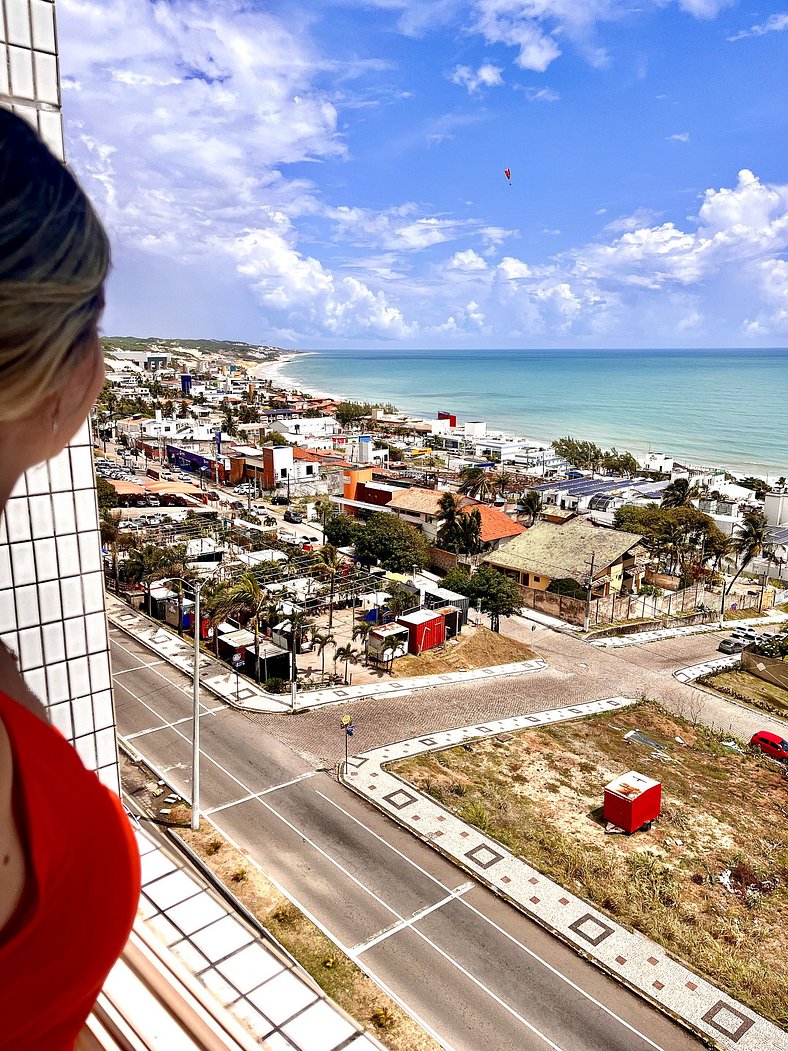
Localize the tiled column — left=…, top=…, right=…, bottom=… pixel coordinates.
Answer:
left=0, top=0, right=119, bottom=790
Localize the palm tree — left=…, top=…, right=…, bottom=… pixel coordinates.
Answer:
left=125, top=543, right=170, bottom=614
left=311, top=629, right=335, bottom=679
left=100, top=511, right=122, bottom=592
left=287, top=608, right=313, bottom=687
left=156, top=544, right=195, bottom=636
left=352, top=620, right=374, bottom=663
left=436, top=492, right=462, bottom=552
left=223, top=572, right=269, bottom=682
left=725, top=512, right=770, bottom=603
left=661, top=478, right=701, bottom=509
left=200, top=579, right=233, bottom=657
left=457, top=509, right=483, bottom=556
left=313, top=494, right=334, bottom=531
left=381, top=635, right=401, bottom=673
left=315, top=543, right=341, bottom=628
left=458, top=466, right=496, bottom=502
left=386, top=582, right=413, bottom=620
left=519, top=489, right=541, bottom=526
left=334, top=644, right=359, bottom=685
left=491, top=470, right=513, bottom=500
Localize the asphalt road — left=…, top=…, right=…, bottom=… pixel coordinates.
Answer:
left=111, top=628, right=700, bottom=1051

#### PROMPT:
Could the entries above be returned verbatim, with no pictures included?

#### TASK SOLUTION:
Localize the tiled column — left=…, top=…, right=…, bottom=… pixel coordinates.
Answer:
left=0, top=0, right=119, bottom=790
Localize the palm tree — left=…, top=…, right=…, bottom=… pixel coordinates.
Answer:
left=125, top=543, right=170, bottom=614
left=311, top=629, right=335, bottom=679
left=100, top=511, right=122, bottom=592
left=287, top=608, right=313, bottom=687
left=156, top=544, right=195, bottom=636
left=352, top=620, right=374, bottom=663
left=436, top=492, right=462, bottom=552
left=223, top=572, right=269, bottom=682
left=725, top=512, right=770, bottom=603
left=661, top=478, right=701, bottom=509
left=200, top=579, right=233, bottom=657
left=457, top=509, right=483, bottom=556
left=313, top=494, right=334, bottom=531
left=381, top=635, right=401, bottom=673
left=315, top=543, right=341, bottom=628
left=458, top=466, right=496, bottom=502
left=386, top=582, right=413, bottom=620
left=519, top=489, right=541, bottom=526
left=334, top=644, right=359, bottom=685
left=491, top=470, right=513, bottom=500
Localize the asphalt road — left=…, top=…, right=…, bottom=… pixel coordinates.
Answer:
left=111, top=628, right=700, bottom=1051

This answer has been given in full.